Coordinate annotation records

_ _ _ _ _ _ _

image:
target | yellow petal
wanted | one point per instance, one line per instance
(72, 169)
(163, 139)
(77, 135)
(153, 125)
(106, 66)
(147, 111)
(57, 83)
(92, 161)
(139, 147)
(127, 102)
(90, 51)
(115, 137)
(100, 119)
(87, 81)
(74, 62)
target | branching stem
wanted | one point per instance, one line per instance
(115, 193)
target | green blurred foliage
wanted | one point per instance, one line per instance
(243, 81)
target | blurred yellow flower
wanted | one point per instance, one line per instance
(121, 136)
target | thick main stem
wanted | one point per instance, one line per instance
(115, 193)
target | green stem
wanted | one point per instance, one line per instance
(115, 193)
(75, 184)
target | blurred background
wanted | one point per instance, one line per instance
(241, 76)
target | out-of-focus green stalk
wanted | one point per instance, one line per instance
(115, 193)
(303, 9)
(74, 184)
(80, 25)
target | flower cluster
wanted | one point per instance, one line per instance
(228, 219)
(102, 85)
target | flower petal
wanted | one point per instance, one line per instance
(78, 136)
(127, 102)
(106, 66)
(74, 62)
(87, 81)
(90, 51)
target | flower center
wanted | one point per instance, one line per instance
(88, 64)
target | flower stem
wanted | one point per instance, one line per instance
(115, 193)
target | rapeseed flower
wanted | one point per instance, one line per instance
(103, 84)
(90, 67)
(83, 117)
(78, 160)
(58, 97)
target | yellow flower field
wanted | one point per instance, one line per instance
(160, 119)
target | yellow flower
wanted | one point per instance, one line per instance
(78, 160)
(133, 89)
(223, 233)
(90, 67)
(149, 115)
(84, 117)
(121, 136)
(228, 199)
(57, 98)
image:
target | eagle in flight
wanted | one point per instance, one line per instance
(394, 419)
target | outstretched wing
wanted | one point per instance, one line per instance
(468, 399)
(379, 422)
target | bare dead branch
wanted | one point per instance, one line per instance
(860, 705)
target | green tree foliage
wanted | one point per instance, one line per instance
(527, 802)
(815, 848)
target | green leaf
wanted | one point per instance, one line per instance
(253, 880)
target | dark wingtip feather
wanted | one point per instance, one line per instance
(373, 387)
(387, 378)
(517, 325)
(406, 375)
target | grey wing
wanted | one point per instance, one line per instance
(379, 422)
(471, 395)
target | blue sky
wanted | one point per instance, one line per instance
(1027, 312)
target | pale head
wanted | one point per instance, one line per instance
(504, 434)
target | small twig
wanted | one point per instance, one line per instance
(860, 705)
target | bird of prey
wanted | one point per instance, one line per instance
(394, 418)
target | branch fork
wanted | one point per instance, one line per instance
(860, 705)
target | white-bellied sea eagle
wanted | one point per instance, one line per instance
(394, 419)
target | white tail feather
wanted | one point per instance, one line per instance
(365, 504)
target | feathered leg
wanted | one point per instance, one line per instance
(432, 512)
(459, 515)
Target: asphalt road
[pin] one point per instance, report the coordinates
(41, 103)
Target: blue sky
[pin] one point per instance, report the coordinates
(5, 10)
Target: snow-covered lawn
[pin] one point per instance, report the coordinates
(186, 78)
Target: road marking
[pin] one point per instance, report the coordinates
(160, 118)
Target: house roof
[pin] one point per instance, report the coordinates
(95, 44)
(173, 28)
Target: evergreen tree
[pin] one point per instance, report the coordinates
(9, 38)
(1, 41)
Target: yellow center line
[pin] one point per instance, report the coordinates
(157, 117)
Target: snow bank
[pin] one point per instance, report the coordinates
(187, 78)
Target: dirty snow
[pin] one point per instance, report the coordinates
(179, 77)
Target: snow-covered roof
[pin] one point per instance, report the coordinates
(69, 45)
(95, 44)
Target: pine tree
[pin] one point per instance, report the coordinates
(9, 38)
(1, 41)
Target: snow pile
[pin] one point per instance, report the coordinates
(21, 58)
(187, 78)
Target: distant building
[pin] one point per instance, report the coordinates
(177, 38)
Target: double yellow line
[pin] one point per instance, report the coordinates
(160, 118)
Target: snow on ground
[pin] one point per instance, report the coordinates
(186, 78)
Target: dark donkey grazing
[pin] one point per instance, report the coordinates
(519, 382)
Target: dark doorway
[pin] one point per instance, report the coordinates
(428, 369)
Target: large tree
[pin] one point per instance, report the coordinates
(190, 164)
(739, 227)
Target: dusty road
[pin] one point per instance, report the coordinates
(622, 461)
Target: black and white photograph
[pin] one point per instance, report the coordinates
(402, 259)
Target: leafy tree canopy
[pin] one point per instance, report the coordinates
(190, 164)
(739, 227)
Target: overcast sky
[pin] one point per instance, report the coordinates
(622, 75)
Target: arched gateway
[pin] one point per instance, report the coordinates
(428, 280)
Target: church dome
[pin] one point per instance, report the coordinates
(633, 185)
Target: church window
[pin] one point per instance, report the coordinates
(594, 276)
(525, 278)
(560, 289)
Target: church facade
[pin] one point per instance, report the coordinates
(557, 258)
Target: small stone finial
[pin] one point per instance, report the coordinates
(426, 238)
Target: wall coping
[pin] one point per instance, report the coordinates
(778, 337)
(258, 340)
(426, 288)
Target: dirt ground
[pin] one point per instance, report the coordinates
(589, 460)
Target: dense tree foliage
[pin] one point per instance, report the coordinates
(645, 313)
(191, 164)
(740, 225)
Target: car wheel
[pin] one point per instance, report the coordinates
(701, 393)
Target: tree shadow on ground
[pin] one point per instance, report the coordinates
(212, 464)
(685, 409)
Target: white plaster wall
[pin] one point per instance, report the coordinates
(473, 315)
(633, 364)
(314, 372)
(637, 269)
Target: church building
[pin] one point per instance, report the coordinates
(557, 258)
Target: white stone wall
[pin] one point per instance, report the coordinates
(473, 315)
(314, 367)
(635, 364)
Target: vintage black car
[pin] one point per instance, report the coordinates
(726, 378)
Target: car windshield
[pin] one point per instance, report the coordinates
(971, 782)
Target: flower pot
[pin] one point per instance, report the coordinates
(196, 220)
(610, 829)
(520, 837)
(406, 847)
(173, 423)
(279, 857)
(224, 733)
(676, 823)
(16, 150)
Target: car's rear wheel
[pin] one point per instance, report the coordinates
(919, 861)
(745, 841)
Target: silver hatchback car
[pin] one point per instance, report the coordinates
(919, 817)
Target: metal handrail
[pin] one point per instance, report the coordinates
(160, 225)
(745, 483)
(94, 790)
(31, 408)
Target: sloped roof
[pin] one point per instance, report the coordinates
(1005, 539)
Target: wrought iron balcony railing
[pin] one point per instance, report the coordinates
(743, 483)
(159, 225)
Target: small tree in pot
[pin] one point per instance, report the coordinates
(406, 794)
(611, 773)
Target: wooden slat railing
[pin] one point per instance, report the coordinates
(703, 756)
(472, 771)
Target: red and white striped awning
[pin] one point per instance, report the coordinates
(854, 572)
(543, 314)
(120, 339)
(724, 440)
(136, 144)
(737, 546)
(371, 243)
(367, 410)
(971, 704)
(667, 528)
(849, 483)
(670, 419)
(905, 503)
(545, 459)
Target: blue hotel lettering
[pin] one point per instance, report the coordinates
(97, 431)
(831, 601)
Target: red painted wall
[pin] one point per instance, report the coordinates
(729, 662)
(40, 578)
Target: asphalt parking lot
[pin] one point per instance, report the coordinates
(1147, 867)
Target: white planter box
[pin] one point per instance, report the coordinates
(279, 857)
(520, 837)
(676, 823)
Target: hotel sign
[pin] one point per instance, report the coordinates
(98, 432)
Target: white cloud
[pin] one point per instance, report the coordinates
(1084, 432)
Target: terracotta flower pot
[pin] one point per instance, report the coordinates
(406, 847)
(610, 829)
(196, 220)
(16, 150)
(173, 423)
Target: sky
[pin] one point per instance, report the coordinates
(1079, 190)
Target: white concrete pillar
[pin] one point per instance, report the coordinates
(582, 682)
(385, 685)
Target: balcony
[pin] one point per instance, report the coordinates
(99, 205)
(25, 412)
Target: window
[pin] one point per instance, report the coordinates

_ _ _ _ _ _ _

_REQUIRED TASK_. Repeat only the stretch of lines that opens with the line containing "Target: blue hotel lettering" and closes with the final line of the entries, both included, exactly as written.

_TASK ANSWER_.
Target: blue hotel lettering
[pin] one point per instance, report the coordinates
(97, 431)
(831, 601)
Target: red painted wall
[pin] one point per instance, report the coordinates
(729, 662)
(40, 578)
Target: asphalt parking lot
[pin] one point per instance, report the coordinates
(1147, 867)
Target: white planter box
[pin] one point per instance, report the coordinates
(279, 857)
(520, 837)
(676, 823)
Target: hotel sign
[pin] one point per instance, report the coordinates
(98, 432)
Target: white cloud
[pin] one point per instance, report the coordinates
(1084, 432)
Target: terracotta flower pot
[pin] one point per instance, report the coordinates
(406, 847)
(610, 829)
(196, 220)
(16, 150)
(173, 423)
Target: sky
[pin] one point per instance, report the coordinates
(1079, 190)
Target: white concrete pillar
[pin] one point per instance, report the coordinates
(582, 682)
(385, 685)
Target: balcony
[pin] one point per instance, report the coordinates
(99, 205)
(25, 412)
Target: window
[pin] one point per instance, report the coordinates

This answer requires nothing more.